**Extracted records:**
⁂
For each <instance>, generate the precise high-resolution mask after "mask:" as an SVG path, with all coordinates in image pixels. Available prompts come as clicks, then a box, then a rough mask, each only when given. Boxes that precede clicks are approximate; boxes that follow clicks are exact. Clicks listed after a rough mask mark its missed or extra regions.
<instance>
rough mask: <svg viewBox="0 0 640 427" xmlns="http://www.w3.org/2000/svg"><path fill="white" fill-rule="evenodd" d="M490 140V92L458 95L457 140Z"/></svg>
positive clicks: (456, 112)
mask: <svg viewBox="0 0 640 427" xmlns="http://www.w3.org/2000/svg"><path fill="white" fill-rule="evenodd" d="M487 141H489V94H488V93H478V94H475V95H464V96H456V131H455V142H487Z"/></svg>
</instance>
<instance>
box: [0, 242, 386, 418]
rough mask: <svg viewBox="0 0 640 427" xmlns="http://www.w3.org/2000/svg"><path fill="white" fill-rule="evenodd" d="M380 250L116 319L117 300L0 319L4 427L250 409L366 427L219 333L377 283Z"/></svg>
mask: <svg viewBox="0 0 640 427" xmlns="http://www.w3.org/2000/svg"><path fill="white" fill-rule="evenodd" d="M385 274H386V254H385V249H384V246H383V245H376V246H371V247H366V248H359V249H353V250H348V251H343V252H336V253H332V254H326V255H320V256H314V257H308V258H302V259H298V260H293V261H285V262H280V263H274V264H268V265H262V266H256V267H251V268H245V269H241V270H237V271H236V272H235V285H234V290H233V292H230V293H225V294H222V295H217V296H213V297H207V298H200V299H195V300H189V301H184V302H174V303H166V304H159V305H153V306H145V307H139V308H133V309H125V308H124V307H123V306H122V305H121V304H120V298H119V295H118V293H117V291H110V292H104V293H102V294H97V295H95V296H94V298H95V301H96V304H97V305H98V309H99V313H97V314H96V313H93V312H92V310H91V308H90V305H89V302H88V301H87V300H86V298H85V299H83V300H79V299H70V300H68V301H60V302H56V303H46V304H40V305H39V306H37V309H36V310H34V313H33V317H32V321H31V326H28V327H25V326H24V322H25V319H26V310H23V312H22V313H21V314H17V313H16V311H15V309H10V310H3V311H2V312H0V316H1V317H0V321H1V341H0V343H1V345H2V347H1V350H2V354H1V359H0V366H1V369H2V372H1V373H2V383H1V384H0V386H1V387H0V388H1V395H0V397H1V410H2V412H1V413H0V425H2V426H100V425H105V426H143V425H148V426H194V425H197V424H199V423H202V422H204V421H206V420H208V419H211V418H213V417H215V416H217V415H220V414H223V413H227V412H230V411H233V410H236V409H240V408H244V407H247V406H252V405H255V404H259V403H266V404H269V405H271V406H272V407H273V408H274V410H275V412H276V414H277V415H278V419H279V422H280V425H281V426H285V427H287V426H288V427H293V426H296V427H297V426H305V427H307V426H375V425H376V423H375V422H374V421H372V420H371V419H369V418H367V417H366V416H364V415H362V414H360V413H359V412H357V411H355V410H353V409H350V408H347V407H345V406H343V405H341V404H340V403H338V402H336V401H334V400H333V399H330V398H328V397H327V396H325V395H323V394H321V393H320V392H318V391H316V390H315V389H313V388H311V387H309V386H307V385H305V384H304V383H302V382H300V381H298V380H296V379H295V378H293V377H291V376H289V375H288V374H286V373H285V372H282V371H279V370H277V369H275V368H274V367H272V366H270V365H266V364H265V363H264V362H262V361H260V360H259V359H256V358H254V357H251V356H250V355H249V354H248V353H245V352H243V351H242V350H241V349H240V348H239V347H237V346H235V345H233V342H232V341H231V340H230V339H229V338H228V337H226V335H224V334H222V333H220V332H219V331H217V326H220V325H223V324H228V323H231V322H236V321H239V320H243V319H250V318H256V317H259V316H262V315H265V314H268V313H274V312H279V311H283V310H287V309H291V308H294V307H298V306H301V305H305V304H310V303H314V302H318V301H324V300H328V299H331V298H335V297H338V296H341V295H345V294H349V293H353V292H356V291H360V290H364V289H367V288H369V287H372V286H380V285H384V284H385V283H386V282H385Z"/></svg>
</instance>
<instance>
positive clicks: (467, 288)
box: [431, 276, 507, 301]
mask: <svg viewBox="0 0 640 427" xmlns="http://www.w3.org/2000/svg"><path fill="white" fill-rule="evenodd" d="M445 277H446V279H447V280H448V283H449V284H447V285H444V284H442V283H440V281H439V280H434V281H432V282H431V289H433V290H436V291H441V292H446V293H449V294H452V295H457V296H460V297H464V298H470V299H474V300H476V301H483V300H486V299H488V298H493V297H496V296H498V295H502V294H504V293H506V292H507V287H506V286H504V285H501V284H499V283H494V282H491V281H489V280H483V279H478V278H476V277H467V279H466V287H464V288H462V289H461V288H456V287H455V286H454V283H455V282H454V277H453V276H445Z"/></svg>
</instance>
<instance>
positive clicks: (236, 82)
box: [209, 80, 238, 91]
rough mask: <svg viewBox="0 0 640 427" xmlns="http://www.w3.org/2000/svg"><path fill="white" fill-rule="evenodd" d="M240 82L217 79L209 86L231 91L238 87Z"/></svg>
⁂
Everything from the first line of the records through the line holding "box: [0, 242, 386, 418]" is to be transcribed exactly; leave out all other lines.

**Solution below:**
For each <instance>, generate the precise high-resolution mask after "mask:" as an SVG path, with all coordinates in image pixels. Available prompts come as clicks, then a box, then a rough mask, each only when given. Boxes that precede clicks are approximate; boxes that follow clicks are exact. Clicks listed after a rough mask mark its missed or extra regions.
<instance>
rough mask: <svg viewBox="0 0 640 427" xmlns="http://www.w3.org/2000/svg"><path fill="white" fill-rule="evenodd" d="M490 140V92L458 95L457 140Z"/></svg>
positive clicks: (456, 112)
mask: <svg viewBox="0 0 640 427" xmlns="http://www.w3.org/2000/svg"><path fill="white" fill-rule="evenodd" d="M487 141H489V94H488V93H478V94H475V95H464V96H456V131H455V142H487Z"/></svg>
</instance>
<instance>
box: [0, 242, 386, 418]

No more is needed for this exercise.